(Description of the task):
Please convert the lines of the records below into a numbered list, leaving out the blank lines.

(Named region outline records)
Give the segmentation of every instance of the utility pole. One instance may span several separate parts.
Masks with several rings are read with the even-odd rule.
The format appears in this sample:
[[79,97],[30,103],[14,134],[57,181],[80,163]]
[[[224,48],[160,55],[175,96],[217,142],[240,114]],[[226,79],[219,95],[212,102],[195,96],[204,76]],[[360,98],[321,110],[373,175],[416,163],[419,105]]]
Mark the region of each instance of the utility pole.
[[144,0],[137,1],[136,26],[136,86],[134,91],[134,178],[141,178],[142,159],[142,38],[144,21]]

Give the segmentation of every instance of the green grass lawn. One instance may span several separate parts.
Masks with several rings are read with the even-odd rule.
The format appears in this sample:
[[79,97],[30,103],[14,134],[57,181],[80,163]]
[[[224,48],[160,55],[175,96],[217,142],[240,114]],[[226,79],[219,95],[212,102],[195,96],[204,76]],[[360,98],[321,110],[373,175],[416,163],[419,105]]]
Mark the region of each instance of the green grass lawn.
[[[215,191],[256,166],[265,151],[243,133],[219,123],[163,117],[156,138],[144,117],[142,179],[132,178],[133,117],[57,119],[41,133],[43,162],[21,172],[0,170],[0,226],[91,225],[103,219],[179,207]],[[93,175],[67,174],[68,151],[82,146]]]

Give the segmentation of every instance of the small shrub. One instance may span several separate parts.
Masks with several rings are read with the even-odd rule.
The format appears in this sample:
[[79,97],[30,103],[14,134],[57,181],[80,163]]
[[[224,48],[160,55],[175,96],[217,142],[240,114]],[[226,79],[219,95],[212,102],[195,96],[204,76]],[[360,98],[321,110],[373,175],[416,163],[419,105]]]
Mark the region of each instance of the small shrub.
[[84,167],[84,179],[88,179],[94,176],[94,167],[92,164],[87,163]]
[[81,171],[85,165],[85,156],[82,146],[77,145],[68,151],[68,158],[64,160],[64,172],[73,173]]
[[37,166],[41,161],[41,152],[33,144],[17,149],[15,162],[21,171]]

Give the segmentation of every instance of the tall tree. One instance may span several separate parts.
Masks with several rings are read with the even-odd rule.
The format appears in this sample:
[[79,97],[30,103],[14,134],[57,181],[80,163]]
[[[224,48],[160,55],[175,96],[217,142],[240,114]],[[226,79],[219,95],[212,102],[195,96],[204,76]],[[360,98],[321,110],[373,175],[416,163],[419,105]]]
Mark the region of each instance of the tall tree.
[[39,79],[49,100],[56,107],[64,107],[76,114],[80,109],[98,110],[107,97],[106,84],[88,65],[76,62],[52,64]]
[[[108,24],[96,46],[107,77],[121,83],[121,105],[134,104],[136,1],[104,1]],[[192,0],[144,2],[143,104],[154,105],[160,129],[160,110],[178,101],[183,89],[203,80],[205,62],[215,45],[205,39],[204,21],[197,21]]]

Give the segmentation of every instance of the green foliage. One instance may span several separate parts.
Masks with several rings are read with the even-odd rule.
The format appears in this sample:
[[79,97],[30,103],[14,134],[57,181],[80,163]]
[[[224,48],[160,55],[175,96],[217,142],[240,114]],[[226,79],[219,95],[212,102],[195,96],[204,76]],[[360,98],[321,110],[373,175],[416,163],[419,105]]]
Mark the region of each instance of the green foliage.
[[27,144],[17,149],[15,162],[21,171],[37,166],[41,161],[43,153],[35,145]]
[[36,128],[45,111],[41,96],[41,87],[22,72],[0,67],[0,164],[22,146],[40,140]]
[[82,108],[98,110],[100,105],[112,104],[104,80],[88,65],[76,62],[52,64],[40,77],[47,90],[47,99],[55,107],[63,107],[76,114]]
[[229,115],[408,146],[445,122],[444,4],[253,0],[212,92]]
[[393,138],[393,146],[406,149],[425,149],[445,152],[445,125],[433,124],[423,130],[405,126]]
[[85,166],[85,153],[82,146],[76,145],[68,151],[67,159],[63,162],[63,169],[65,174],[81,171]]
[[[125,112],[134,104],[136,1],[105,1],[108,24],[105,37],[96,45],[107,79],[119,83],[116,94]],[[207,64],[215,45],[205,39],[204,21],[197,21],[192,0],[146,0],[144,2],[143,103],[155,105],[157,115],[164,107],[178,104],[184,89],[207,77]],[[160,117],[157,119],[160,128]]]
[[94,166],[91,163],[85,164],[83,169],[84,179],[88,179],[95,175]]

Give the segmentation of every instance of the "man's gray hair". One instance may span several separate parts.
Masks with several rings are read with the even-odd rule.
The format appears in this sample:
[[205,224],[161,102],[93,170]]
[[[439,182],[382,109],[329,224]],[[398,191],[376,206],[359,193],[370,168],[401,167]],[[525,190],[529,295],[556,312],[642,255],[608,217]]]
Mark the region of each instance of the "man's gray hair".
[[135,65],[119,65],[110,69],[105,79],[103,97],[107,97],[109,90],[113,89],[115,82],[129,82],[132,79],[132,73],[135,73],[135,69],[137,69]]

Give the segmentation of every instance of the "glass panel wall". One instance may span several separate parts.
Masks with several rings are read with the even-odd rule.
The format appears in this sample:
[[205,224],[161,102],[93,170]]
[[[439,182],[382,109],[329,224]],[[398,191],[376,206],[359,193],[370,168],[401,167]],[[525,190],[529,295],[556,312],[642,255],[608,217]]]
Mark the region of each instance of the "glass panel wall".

(Exercise output):
1. Give the segmentation of every instance of the utility pole. One instance may span several separate parts.
2. Masks with several rings are read with the even-odd rule.
3. The format appears in this sample:
4. [[79,97],[30,103],[14,134],[57,181],[80,163]]
5. [[[224,48],[160,55],[175,96],[217,142],[240,114]],[[226,79],[219,95],[212,102],[195,96],[204,76]],[[360,98],[321,110],[373,175],[416,163],[419,105]]]
6. Mark the region of each instance of the utility pole.
7. [[144,0],[137,1],[136,26],[136,86],[134,91],[134,178],[141,178],[142,159],[142,38],[144,21]]
8. Give the segmentation of every instance of the green grass lawn. One instance may span several separate parts.
9. Masks with several rings are read with the even-odd rule.
10. The format appears in this sample:
11. [[79,97],[30,103],[14,134],[57,181],[80,163]]
12. [[[224,48],[160,55],[175,96],[217,142],[240,114]],[[226,79],[219,95],[212,102],[195,96],[204,76]],[[360,98],[321,110],[373,175],[416,163],[419,105]]]
13. Mark the region of each instance of the green grass lawn.
14. [[[215,191],[256,166],[265,151],[243,133],[219,123],[163,117],[156,138],[144,117],[142,179],[132,178],[133,117],[57,119],[41,133],[43,162],[21,172],[0,170],[0,226],[91,225],[103,219],[179,207]],[[93,175],[67,174],[68,151],[82,146]]]
15. Give the segmentation of every instance of the small shrub. One instance may span several separate parts.
16. Masks with several rings are read with the even-odd rule.
17. The format appears in this sample:
18. [[79,97],[30,103],[14,134],[57,181],[80,163]]
19. [[[224,48],[160,55],[175,96],[217,142],[240,114]],[[226,79],[219,95],[212,102],[195,96],[204,76]],[[360,98],[321,110],[373,175],[416,163],[419,105]]]
20. Mark the region of each instance of the small shrub.
21. [[84,167],[84,179],[88,179],[94,176],[94,167],[92,164],[87,163]]
22. [[81,171],[85,165],[85,156],[82,146],[77,145],[68,151],[68,158],[64,160],[64,172],[73,173]]
23. [[37,166],[41,161],[41,152],[33,144],[17,149],[15,162],[21,171]]
24. Give the segmentation of every instance of the tall tree. One instance may span several separate parts.
25. Masks with several rings are read with the even-odd rule.
26. The format appears in this sample:
27. [[79,97],[30,103],[14,134],[57,181],[80,163]]
28. [[[224,48],[160,55],[175,96],[217,142],[240,114]],[[226,79],[219,95],[212,102],[195,96],[204,76]],[[360,98],[321,110],[373,175],[416,163],[419,105]]]
29. Mark the region of each instance of the tall tree.
30. [[39,79],[49,100],[56,107],[64,107],[76,114],[80,109],[98,110],[107,97],[106,84],[88,65],[76,62],[52,64]]
31. [[[108,24],[96,46],[107,77],[121,83],[121,105],[134,104],[136,1],[104,1]],[[192,0],[144,2],[143,104],[154,105],[160,129],[160,110],[178,101],[183,89],[203,80],[205,62],[215,45],[205,39],[204,21],[197,21]]]
32. Give the segmentation of every instance of the green foliage. One instance may span several separate parts.
33. Masks with several rings are read with the even-odd rule.
34. The format appears in this sample:
35. [[79,97],[30,103],[14,134],[57,181],[80,163]]
36. [[[224,48],[160,55],[175,96],[217,142],[240,114]],[[226,79],[219,95],[212,102],[195,96],[204,76]],[[360,98],[321,110],[373,175],[416,163],[419,105]]]
37. Mark the region of each instance of the green foliage.
38. [[27,144],[17,149],[15,162],[21,171],[37,166],[41,161],[43,153],[35,145]]
39. [[36,128],[45,111],[41,96],[41,87],[22,72],[0,67],[0,164],[22,146],[40,140]]
40. [[82,108],[98,110],[100,105],[112,104],[104,80],[88,65],[76,62],[52,64],[40,77],[47,90],[47,99],[55,107],[63,107],[76,114]]
41. [[229,115],[408,146],[445,122],[444,4],[253,0],[212,92]]
42. [[393,138],[393,146],[406,149],[425,149],[445,152],[445,125],[433,124],[423,130],[405,126]]
43. [[85,166],[85,153],[82,146],[76,145],[68,151],[67,159],[63,162],[63,169],[65,174],[81,171]]
44. [[[125,112],[134,104],[136,1],[105,1],[108,24],[105,37],[96,45],[107,79],[119,83],[116,94]],[[207,64],[215,45],[205,39],[204,21],[197,21],[192,0],[146,0],[144,2],[143,103],[155,105],[157,115],[164,107],[178,104],[184,89],[207,77]],[[160,117],[157,119],[160,128]]]
45. [[94,166],[91,163],[85,164],[83,169],[84,179],[88,179],[95,175]]
46. Give the segmentation of every instance of the "man's gray hair". One instance may span several separate parts.
47. Masks with several rings are read with the even-odd rule.
48. The format appears in this sample:
49. [[205,224],[161,102],[93,170]]
50. [[[439,182],[382,109],[329,224]],[[398,191],[376,206],[359,193],[370,168],[401,167]],[[525,190],[529,295],[556,312],[642,255],[608,217]]]
51. Mark the region of each instance of the "man's gray hair".
52. [[135,65],[119,65],[110,69],[105,79],[103,97],[107,97],[109,90],[113,89],[115,82],[129,82],[132,79],[132,73],[135,73],[135,69],[137,69]]
53. Give the segmentation of every instance of the "glass panel wall". One instance may span several separate parts.
54. Masks with several rings are read with the even-odd rule.
55. The format appears in this sample:
56. [[205,224],[161,102],[93,170]]
57. [[[439,182],[382,109],[329,224]],[[398,191],[376,206],[359,193],[370,168],[401,167]],[[525,190],[529,295],[556,312],[642,255],[608,217]]]
58. Mark the region of each instance of the "glass panel wall".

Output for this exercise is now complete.